▶ **Written instruction A**:
Using the agreements text, decide whether each statement agrees with it: (i) the Unit Power Sales Agreement allocates 33% to MP&L; (ii) the Availability Agreement was entered into in 1985; (iii) the Grand Gulf 2 write-off is amortized for Availability Agreement purposes over 27 years. For each, answer yes or no and quote the deciding words from the text.
▶ **Written instruction B**:
Copy the agreements text verbatim from "- the sale of" to "NOPSI - 24.7%.".

▶ **Text segment**:
——
Certain System Financial and Support Agreements

     Unit Power Sales Agreement.  The Unit Power Sales Agreement
allocates capacity and energy from System Energy's 90% ownership and
leasehold interest in Grand Gulf 1 (and the costs related thereto) to
AP&L (36%), LP&L (14%), MP&L (33%), and NOPSI (17%).  AP&L, LP&L,
MP&L, and NOPSI pay rates to System Energy for their respective
entitlements of capacity and energy on a full cost-of-service basis
regardless of the quantity of energy delivered, so long as Grand Gulf
1 remains in commercial operation.  Payments under the Unit Power
Sales Agreement are System Energy's only source of operating revenues.
The financial condition of System Energy depends upon the continued
commercial operation of Grand Gulf 1 and upon the receipt of payments
from AP&L, LP&L, MP&L, and NOPSI.  (See "Rate Matters and Regulation -
Rate Matters - Wholesale Rate Matters - System Energy," below for
further information with respect to proceedings relating to the Unit
Power Sales Agreement.)

     Availability Agreement.  The Availability Agreement was entered
into among System Energy and AP&L, LP&L, MP&L, and NOPSI in 1974 in
connection with the financing by System Energy of the Grand Gulf
Station.  The agreement provided that System Energy would join in the
agreement among AP&L, LP&L, MP&L, and NOPSI for the sharing of
generating capacity and other capacity and energy resources on or
before the date on which Grand Gulf 1 was placed in commercial
operation.  It also provided that System Energy would make available
to AP&L, LP&L, MP&L, and NOPSI all capacity and energy available from
System Energy's share of the Grand Gulf Station.  System Energy and
AP&L, LP&L, MP&L, and NOPSI further agreed that if this agreement were
terminated, or if any of the parties thereto withdrew from it, then
System Energy would enter into a separate agreement with all of such
parties or the withdrawing party, as the case may be, with respect to
the purchase of capacity and energy on the same terms as if this
agreement were still controlling.

     AP&L, LP&L, MP&L, and NOPSI also agreed severally to pay System
Energy monthly for the right to receive capacity and energy available
from the Grand Gulf Station in amounts that (when added to any amounts
received by System Energy under the Unit Power Sales Agreement, or
otherwise) would be at least equal to System Energy's total operating
expenses for the Grand Gulf Station (including depreciation at a
specified rate) and interest charges.

     As amended to date, the Availability Agreement provides that:

     - the obligation of AP&L, LP&L, MP&L, and NOPSI for payments for
       Grand Gulf 1 became effective upon commercial operation of
       Grand Gulf 1 on July 1, 1985;

     - the sale of capacity and energy generated by the Grand Gulf
       Station may be governed by a separate power purchase agreement
       among System Energy and AP&L, LP&L, MP&L, and NOPSI;

     - the September 1989 write-off of System Energy's investment in
       Grand Gulf 2, amounting to approximately $900 million, will be
       amortized for Availability Agreement purposes over 27 years
       rather than in the month the write-off was recognized on
       System Energy's books; and

     - the allocation percentages under the Availability Agreement are
       fixed as follows: AP&L - 17.1%; LP&L - 26.9%; MP&L - 31.3%;
       and NOPSI - 24.7%.
——
[Excerpts of location labeling data]

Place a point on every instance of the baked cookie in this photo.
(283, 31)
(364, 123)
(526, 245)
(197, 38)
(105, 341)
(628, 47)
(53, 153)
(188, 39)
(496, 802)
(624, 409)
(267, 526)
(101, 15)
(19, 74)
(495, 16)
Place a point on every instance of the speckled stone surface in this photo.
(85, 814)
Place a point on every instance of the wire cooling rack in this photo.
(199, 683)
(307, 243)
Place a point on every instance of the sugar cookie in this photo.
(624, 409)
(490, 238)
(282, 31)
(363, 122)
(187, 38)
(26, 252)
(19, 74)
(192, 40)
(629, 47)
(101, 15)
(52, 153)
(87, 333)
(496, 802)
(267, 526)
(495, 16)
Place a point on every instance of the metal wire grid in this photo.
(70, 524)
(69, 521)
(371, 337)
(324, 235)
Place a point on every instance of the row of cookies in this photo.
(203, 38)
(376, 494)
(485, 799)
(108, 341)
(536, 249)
——
▶ **Full response A**:
(i) Yes: "MP&L (33%)"
(ii) No: "in 1974"
(iii) Yes: "will be amortized for Availability Agreement purposes over 27 years"

▶ **Full response B**:
- the sale of capacity and energy generated by the Grand Gulf
       Station may be governed by a separate power purchase agreement
       among System Energy and AP&L, LP&L, MP&L, and NOPSI;

     - the September 1989 write-off of System Energy's investment in
       Grand Gulf 2, amounting to approximately $900 million, will be
       amortized for Availability Agreement purposes over 27 years
       rather than in the month the write-off was recognized on
       System Energy's books; and

     - the allocation percentages under the Availability Agreement are
       fixed as follows: AP&L - 17.1%; LP&L - 26.9%; MP&L - 31.3%;
       and NOPSI - 24.7%.